**Article:**
• • • • •
M. Sigmar Gabriel, président du SPD et ministre de l’économie du nouveau gouvernement de coalition « Merkel III » présente au Bundestag, le 13 février dernier, le rapport économique du gouvernement. Il déclare que l’importance du salaire minimum ne tient pas tant à son niveau ou à la date de son entrée en vigueur qu’au fait qu’il renvoie à cette question centrale de l’économie sociale de marché (sous l’auspice de laquelle l’ensemble du rapport économique du gouvernement est d’ailleurs placé), que « tout travail doit avoir sa valeur».

 

Allemagne salaire minimum

Si l’on peut légitimement s’interroger sur la portée qu’aura au final le salaire minimum et sur le risque qu’il se transforme en « fromage suisse » (pour reprendre la formule de la députée verte Brigitte Pothmer), il faut rendre hommage à M. Gabriel de pointer cette dimension fondamentale du débat qui renvoie à la tolérance contradictoire de l’économie sociale de marché pour certaines formes « marginales » de relation salariale.

 

Un accord de coalition plus subtil qu’il n’y parait

Si l’accord de coalition entérine en première analyse le ralliement de la CDU au projet porté par le SPD et une rupture historique avec le principe d’autonomie des partenaires sociaux, il y a loin du contrat de coalition à la perspective d’un salaire minimum interprofessionnel de 8,5€ par heure de portée générale.
• • • • •
**Extrait des données:**

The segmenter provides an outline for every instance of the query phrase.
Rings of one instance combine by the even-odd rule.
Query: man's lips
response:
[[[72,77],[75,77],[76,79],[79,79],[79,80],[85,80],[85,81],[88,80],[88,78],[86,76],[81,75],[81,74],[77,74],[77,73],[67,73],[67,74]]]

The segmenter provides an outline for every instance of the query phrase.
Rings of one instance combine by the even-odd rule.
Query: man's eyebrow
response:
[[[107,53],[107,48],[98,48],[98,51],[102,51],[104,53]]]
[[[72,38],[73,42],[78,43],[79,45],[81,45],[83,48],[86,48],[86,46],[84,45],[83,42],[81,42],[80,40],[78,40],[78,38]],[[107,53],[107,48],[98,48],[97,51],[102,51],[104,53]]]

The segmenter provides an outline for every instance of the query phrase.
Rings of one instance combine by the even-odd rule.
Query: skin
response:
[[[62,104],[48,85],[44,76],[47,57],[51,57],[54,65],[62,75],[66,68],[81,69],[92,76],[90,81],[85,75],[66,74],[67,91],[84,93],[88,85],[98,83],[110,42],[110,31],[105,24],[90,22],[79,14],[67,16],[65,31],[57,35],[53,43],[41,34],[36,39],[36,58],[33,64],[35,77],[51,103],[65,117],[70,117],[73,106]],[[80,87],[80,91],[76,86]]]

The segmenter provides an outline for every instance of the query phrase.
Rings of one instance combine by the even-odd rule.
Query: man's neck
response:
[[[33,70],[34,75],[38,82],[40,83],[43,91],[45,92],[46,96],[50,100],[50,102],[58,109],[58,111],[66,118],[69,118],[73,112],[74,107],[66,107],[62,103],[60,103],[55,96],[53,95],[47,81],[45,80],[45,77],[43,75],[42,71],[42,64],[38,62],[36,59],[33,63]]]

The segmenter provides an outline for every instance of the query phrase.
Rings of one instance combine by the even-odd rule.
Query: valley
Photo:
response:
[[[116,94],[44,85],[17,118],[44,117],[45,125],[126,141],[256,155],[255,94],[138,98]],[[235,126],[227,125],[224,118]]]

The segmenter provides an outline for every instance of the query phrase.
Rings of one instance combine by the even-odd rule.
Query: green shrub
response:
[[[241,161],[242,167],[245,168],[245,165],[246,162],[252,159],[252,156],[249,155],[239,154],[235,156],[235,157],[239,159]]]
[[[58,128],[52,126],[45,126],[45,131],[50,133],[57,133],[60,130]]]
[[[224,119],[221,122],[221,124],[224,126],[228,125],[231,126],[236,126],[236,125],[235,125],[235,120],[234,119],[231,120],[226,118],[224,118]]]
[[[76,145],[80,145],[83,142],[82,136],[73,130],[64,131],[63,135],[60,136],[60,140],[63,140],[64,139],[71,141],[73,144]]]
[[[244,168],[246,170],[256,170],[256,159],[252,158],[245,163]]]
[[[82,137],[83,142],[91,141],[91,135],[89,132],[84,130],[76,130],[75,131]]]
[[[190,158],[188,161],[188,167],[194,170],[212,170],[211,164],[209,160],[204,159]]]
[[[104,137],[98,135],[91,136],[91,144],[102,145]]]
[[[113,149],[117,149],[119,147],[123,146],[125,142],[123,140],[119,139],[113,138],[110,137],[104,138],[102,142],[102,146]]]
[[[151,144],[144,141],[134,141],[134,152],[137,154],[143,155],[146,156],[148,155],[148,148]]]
• • • • •
**Consigne:**
Citez mot pour mot le passage de l'article sur le salaire minimum en Allemagne qui va de « Allemagne salaire minimum » jusqu'à « de relation salariale. » inclus.

**Réponse rédigée:**
Allemagne salaire minimum

Si l’on peut légitimement s’interroger sur la portée qu’aura au final le salaire minimum et sur le risque qu’il se transforme en « fromage suisse » (pour reprendre la formule de la députée verte Brigitte Pothmer), il faut rendre hommage à M. Gabriel de pointer cette dimension fondamentale du débat qui renvoie à la tolérance contradictoire de l’économie sociale de marché pour certaines formes « marginales » de relation salariale.